# Required work
Continue the forum thread about Windows XP Service Pack 3 problems from its last post.

# Page excerpt
BEGIN
Fuck Service Pack 3!

The link that Quartz gave seems pretty much like the one I was looking at. Scroll down to the ‘second issue’ part and it talks about AMD conflicts.

It borked my computer, which has an AMD CPU, but isn’t from HP or ASUS. It trashed the filesystems in the process. I had to wipe the disks and reinstall from scratch.

I think it’s a marketing ploy.

See, if your XP doesn’t work at all, Vista looks . . . well, not so bad. Or maybe not horrible. Or, inevitable. Or something.

Tris

put down the sabre, this is hard to read as anything other than trying to bait someone into an argument, i.e. trolling. This is a warning to knock it off.

Um, I read pdts’s post as a joke, not a troll. Is your trigger finger a bit itchy this morning, Giraffe?

Guilty as charged! Sorry about that.

My only problem with SP3 is that I can’t use my custom XP skins anymore.

Re-reading my comment, it came off as much more dickish than I intended. Sorry about that, Darkhold, and I’m sorry that you’re having computer issues.

More substantively, you asked:

According to both your description and the link posted by Quartz, there seems to be some issue on the A8N32-SLI with the USB. I don’t have an answer for why it happens – it seems it’ll be posted on this Jesper guy’s blog if and when it’s discovered. However, we know that a system has to check all the USB connections at startup to find/load drivers for the connected plug’n’play devices.

My guess is that Asus is returning an unexpected value during that check – it could be any number of things (note: made up examples follow), something like a “-1” rather than a “0” if no devices are found. Or, it could be that the timing involved is off – for instance, finding a USB mouse causes an immediate attempt to load the driver, even though the USB subsystem isn’t fully initialized. Or, since it seems to be ACPI related, it could be something as obscure as a sleep/hibernate issue. Having one device connected that successfully initalizes might be enough to avoid the issue. Combined with the Windows setting “Reboot on load failure”, you’d get the problems described.

As I said, I don’t have an answer. I’d be very interested in knowing exactly what the problem is…but I suspect it’s Asus’s fault.
END
[Region pointing data]
BEGIN
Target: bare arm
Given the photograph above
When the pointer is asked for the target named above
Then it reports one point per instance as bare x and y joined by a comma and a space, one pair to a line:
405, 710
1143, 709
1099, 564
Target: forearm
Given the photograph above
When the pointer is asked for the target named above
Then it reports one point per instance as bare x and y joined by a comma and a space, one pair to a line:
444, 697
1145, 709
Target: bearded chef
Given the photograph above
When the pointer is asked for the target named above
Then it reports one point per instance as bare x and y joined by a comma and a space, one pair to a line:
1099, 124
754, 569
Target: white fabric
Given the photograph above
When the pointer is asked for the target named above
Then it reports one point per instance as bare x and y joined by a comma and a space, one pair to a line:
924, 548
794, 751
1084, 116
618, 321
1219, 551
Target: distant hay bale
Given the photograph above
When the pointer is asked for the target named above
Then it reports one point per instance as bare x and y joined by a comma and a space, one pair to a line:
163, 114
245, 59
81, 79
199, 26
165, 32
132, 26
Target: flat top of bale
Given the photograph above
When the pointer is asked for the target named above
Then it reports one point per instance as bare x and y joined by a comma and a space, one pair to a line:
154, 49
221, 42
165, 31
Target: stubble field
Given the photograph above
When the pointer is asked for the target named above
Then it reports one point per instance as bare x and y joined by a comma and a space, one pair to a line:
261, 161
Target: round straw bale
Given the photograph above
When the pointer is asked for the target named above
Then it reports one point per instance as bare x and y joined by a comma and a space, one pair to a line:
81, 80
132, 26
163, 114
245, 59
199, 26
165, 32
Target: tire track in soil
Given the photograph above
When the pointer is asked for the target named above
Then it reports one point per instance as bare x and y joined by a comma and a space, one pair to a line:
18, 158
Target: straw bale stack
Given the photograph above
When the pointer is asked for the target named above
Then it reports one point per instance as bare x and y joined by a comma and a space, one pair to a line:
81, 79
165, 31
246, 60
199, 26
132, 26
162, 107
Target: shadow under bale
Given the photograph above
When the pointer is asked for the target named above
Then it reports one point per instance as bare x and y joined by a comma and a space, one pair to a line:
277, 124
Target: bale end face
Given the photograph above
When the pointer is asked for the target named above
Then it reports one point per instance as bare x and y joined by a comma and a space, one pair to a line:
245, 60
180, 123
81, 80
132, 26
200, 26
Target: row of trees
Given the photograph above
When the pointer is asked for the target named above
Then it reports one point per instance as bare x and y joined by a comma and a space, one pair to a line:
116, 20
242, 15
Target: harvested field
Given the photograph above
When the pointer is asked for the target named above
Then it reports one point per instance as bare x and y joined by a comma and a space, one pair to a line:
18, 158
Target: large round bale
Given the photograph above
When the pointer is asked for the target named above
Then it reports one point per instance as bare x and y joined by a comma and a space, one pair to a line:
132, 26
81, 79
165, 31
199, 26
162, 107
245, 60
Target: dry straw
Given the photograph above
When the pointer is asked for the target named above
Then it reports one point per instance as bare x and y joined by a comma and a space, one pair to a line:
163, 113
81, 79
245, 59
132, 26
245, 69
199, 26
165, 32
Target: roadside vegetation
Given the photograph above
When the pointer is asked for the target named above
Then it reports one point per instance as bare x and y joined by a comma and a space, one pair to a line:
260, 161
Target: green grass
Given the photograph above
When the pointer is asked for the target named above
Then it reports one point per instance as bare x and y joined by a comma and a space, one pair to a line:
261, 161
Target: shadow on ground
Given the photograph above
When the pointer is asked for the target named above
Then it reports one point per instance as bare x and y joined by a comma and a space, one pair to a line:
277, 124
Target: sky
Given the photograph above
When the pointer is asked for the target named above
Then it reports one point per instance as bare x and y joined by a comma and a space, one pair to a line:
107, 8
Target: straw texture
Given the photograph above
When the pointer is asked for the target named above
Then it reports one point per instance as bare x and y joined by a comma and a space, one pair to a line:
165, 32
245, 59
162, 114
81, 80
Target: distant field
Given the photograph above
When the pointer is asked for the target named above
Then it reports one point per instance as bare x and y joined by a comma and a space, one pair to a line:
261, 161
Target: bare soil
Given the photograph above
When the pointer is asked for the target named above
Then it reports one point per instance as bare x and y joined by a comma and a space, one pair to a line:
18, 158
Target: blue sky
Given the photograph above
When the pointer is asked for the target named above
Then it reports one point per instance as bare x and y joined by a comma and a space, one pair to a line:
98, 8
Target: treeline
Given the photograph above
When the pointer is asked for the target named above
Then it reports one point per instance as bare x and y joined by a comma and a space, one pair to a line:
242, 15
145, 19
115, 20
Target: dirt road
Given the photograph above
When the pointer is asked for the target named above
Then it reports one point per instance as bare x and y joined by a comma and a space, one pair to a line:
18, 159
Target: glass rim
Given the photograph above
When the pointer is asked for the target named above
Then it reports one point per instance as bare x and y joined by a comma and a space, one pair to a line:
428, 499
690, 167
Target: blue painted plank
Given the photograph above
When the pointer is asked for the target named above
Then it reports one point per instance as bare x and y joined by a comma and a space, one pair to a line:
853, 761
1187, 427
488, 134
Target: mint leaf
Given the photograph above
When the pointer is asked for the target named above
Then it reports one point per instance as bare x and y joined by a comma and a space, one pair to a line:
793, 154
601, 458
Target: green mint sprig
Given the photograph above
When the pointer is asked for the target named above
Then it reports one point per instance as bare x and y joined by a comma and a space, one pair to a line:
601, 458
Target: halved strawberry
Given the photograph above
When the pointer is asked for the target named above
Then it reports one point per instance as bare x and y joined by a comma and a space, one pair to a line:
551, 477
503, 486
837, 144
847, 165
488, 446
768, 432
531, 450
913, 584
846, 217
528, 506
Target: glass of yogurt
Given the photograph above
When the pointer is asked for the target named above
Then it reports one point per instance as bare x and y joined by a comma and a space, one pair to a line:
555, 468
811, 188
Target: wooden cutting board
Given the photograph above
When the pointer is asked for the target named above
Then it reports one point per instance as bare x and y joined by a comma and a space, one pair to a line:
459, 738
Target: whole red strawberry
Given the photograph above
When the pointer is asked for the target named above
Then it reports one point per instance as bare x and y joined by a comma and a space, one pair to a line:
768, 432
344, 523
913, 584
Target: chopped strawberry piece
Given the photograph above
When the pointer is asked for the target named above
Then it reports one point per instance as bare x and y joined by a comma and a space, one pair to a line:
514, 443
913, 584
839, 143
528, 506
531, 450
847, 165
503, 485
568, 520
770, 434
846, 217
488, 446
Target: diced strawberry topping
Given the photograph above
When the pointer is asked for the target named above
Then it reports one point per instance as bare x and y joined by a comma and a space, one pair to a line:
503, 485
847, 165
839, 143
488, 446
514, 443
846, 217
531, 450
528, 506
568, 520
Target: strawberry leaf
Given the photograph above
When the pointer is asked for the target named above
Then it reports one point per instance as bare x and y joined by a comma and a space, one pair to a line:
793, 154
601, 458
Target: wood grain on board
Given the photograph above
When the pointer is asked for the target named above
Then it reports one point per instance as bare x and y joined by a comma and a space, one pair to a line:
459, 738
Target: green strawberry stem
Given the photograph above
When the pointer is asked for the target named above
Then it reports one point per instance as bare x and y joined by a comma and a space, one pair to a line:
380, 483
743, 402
END
# Answer space
No, I’m pretty sure jokes are supposed to be funny.

If my .02 means anything I read it as a joke as well.

Flash drives may be allowing you to sidestep an error involving booting to USB. I am not a BIOS programmer (do we have one of those here) but motherboards are very complex devices. Although common I am hardly shocked that they missed one series of boards. Also the A8n series has a long line of boards going back around 5 years or so now…An A8N of 5 years ago may have problems a newer A8N board may not suffer from

In which case, a lot of us are in trouble.

Sorry for your computer troubles. It’s got to be one of the most frustrating things in the world. But…

…since I’m not the first person: Damn am I glad I finally switched to Mac.
<smug fangirl gloating>Know what else rocks about Mac? When it detects the rare update that requires rebooting, it asks: Would you like to install and reboot now? And if you click no, it stops asking you. No more of that every 90 seconds crap.</sfg>

I sometimes wonder whether some people who switch to Mac and get all smug about how great it is just didn’t know how to use Windows, because this is yet another example of a Mac “benefit” that can easily be applied to Windows.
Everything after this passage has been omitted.